— Begin —

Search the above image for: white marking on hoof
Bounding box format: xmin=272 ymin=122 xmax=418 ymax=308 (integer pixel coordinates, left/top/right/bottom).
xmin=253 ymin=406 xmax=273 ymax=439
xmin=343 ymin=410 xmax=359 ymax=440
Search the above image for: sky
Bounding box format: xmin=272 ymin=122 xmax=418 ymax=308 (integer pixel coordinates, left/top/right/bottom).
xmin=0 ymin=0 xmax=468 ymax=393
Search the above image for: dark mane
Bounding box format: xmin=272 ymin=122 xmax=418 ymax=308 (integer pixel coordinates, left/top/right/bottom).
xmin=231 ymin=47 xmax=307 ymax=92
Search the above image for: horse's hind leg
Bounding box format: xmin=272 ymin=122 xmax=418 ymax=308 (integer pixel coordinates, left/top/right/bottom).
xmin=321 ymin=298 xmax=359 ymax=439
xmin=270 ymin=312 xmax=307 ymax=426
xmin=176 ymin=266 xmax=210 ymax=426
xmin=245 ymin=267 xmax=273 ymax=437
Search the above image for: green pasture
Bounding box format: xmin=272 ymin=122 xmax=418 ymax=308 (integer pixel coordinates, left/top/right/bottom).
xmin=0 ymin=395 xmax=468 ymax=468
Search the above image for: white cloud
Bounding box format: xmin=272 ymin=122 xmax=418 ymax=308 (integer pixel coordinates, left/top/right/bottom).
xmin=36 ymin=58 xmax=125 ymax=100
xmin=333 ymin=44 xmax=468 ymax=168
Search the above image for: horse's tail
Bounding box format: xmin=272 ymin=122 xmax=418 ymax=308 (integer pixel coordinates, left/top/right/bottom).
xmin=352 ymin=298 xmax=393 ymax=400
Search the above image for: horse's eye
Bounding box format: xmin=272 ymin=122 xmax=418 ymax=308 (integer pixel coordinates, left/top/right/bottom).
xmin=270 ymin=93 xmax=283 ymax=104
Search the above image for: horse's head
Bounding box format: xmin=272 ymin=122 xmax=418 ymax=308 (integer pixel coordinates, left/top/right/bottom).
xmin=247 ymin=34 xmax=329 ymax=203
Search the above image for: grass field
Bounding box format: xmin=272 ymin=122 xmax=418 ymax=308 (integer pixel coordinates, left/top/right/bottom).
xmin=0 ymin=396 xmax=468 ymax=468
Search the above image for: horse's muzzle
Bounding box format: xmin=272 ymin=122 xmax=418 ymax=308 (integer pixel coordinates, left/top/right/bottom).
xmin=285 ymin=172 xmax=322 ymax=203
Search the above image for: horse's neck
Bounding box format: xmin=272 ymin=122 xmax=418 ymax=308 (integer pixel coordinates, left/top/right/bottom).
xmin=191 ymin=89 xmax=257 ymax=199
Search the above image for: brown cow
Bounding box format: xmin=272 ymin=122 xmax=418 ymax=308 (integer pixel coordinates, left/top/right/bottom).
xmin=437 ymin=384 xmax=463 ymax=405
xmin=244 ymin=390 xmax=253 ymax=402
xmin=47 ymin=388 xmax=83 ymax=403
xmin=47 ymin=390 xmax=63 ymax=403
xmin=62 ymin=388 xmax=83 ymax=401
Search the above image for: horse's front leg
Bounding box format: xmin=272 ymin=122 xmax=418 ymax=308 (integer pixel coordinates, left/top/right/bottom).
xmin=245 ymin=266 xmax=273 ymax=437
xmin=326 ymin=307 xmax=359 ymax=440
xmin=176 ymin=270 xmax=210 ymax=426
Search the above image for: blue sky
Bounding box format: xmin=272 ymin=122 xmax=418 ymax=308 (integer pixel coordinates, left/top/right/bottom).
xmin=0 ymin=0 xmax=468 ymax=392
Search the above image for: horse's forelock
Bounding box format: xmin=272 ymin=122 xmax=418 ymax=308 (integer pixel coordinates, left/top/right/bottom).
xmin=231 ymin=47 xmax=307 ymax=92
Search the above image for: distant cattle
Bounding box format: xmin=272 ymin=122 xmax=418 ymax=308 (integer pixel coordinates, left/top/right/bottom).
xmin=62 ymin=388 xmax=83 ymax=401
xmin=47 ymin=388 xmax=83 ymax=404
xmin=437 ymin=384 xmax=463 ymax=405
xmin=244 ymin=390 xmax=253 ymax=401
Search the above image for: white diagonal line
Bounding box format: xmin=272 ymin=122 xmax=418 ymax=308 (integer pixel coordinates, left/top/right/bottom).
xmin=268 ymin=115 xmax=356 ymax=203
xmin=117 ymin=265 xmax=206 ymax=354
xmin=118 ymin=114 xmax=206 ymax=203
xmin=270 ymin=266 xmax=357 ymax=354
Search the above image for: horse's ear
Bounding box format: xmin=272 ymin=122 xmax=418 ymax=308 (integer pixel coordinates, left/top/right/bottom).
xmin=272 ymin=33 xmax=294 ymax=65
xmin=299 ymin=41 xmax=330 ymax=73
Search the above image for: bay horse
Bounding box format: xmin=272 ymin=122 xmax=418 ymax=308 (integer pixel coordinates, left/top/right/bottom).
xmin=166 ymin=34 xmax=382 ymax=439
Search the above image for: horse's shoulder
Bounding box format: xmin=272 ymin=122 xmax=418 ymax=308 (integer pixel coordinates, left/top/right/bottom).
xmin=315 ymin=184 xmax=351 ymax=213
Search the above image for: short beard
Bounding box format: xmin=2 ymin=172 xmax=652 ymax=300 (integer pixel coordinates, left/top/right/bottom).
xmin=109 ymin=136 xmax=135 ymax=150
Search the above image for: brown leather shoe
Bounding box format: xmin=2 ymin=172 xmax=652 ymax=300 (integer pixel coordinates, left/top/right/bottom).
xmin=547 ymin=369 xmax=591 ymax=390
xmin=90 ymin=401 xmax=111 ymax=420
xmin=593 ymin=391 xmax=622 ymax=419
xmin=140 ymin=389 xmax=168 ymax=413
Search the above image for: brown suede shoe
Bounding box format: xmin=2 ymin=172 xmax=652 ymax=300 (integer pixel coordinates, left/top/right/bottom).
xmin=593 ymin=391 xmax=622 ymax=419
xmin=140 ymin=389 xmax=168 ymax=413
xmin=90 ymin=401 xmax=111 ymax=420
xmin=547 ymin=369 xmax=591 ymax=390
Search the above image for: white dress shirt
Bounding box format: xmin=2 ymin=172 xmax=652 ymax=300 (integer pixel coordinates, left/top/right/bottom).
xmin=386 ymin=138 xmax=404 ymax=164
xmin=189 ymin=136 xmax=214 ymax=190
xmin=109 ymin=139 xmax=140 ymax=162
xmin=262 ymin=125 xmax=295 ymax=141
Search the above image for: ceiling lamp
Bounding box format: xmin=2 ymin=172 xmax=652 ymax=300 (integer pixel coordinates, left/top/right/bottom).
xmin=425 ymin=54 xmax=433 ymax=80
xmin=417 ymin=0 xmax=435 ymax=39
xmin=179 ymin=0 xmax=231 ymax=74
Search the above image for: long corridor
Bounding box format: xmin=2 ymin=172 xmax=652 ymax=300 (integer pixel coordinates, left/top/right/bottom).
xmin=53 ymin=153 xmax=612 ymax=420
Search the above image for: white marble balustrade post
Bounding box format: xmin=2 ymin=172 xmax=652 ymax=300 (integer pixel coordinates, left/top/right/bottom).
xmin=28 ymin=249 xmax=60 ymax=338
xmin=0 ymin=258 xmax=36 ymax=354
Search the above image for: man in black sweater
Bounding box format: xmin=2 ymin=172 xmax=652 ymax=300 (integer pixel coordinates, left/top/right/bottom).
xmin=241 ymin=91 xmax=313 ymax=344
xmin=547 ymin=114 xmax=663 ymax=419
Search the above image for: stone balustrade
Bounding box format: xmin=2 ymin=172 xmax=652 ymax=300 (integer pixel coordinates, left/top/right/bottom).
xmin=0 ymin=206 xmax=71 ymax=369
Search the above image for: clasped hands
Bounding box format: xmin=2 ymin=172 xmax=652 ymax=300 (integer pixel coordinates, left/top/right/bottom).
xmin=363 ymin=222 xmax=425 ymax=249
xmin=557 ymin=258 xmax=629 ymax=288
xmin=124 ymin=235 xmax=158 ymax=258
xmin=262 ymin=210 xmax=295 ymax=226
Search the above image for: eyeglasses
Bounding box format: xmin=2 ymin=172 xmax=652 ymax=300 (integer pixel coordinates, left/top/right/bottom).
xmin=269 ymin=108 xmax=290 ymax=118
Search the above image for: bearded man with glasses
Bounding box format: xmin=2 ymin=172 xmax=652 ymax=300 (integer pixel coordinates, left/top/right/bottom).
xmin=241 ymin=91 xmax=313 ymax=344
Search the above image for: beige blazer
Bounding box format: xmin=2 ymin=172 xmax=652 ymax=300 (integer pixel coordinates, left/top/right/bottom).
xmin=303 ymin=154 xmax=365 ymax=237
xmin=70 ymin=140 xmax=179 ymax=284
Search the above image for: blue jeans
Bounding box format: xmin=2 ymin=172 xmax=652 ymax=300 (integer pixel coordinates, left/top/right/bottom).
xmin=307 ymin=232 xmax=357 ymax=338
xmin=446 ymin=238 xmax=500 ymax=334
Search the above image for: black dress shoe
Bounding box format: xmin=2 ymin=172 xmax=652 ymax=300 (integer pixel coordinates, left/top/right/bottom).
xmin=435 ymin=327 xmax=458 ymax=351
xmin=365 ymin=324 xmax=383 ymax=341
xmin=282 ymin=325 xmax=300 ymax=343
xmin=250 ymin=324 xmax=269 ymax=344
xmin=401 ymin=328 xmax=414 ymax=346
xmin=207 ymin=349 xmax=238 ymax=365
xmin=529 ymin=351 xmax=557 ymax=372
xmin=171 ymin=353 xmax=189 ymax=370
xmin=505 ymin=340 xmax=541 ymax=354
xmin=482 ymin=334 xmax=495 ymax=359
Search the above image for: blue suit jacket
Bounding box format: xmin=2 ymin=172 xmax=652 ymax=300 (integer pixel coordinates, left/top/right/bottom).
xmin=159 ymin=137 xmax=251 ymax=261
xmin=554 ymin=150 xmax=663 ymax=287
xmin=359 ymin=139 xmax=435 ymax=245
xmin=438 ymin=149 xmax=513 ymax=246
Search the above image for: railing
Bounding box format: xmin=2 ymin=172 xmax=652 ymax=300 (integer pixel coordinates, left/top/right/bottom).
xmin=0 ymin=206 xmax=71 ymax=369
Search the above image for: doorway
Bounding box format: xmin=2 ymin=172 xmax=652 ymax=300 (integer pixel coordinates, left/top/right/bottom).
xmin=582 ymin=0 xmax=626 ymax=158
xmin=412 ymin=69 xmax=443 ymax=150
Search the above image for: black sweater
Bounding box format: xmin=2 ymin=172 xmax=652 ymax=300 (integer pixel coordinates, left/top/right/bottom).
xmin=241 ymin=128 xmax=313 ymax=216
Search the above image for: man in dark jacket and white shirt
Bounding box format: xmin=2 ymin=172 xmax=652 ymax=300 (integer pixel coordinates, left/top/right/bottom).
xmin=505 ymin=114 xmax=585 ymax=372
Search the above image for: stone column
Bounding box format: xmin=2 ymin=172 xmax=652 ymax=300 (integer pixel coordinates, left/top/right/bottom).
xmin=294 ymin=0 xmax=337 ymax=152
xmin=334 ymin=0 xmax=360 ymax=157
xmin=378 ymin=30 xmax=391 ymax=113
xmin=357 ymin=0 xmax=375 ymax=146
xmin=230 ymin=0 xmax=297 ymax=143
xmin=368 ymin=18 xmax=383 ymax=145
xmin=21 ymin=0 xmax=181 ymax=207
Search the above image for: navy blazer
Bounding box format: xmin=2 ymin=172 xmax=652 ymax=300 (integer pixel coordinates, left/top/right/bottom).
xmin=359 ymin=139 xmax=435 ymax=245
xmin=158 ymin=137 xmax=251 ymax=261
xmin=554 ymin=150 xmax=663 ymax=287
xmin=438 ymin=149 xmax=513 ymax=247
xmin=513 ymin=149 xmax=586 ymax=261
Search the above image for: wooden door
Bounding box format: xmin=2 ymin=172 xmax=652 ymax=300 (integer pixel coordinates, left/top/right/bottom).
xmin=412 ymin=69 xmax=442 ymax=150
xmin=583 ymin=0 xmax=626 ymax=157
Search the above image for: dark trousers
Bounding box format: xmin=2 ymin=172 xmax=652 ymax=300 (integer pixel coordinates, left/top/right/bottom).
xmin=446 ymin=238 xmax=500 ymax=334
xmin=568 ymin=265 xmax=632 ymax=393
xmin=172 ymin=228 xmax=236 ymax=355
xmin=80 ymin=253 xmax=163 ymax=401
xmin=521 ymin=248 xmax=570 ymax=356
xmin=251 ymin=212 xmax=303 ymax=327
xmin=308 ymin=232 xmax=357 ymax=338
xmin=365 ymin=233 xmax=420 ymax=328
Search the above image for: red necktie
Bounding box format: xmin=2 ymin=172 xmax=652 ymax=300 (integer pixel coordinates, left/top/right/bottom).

— End —

THE PROBLEM: Could you reproduce verbatim the lines of the material from its very first line through the line containing "xmin=245 ymin=267 xmax=273 ymax=437", including that line and nothing beyond it?

WRITTEN RESPONSE:
Search the above image for: white marking on hoof
Bounding box format: xmin=272 ymin=122 xmax=418 ymax=308 (integer pixel coordinates, left/top/right/bottom).
xmin=253 ymin=406 xmax=273 ymax=439
xmin=343 ymin=410 xmax=359 ymax=440
Search the above image for: sky
Bounding box format: xmin=272 ymin=122 xmax=418 ymax=308 (integer pixel coordinates, left/top/right/bottom).
xmin=0 ymin=0 xmax=468 ymax=393
Search the above image for: dark mane
Bounding box format: xmin=272 ymin=122 xmax=418 ymax=308 (integer pixel coordinates, left/top/right/bottom).
xmin=231 ymin=47 xmax=307 ymax=92
Search the above image for: horse's hind leg
Bounding box format: xmin=272 ymin=122 xmax=418 ymax=308 (integer pixel coordinates, left/top/right/bottom).
xmin=321 ymin=298 xmax=359 ymax=439
xmin=270 ymin=312 xmax=307 ymax=426
xmin=176 ymin=266 xmax=210 ymax=426
xmin=245 ymin=267 xmax=273 ymax=437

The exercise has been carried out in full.